*PROBLEM DESCRIPTION*. A single number is required: how many lines in the data below contain "model".

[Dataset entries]
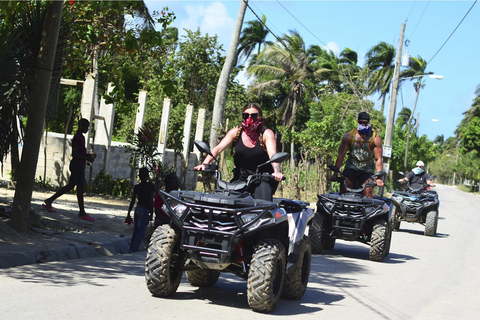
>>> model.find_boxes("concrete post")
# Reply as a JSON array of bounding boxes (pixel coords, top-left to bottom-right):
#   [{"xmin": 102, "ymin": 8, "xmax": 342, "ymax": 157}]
[
  {"xmin": 157, "ymin": 98, "xmax": 172, "ymax": 162},
  {"xmin": 80, "ymin": 74, "xmax": 95, "ymax": 151},
  {"xmin": 194, "ymin": 108, "xmax": 206, "ymax": 161},
  {"xmin": 96, "ymin": 83, "xmax": 116, "ymax": 170},
  {"xmin": 182, "ymin": 104, "xmax": 194, "ymax": 161},
  {"xmin": 134, "ymin": 90, "xmax": 147, "ymax": 134}
]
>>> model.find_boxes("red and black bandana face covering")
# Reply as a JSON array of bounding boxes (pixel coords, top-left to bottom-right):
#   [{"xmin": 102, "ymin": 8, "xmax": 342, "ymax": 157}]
[{"xmin": 241, "ymin": 117, "xmax": 263, "ymax": 133}]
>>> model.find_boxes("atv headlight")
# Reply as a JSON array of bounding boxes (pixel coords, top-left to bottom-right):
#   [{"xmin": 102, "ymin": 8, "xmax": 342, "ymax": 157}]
[
  {"xmin": 392, "ymin": 195, "xmax": 403, "ymax": 203},
  {"xmin": 320, "ymin": 200, "xmax": 334, "ymax": 211},
  {"xmin": 164, "ymin": 199, "xmax": 188, "ymax": 218},
  {"xmin": 240, "ymin": 213, "xmax": 258, "ymax": 225},
  {"xmin": 364, "ymin": 206, "xmax": 379, "ymax": 214}
]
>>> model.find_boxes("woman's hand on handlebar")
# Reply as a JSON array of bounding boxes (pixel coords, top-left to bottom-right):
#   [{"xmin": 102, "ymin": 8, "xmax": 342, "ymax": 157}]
[
  {"xmin": 194, "ymin": 163, "xmax": 206, "ymax": 171},
  {"xmin": 272, "ymin": 172, "xmax": 284, "ymax": 182}
]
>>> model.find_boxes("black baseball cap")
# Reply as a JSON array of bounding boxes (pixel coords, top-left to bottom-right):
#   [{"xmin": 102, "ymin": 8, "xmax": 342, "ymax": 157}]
[{"xmin": 358, "ymin": 112, "xmax": 370, "ymax": 121}]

*OUTPUT FOR THIS EXERCISE*. 5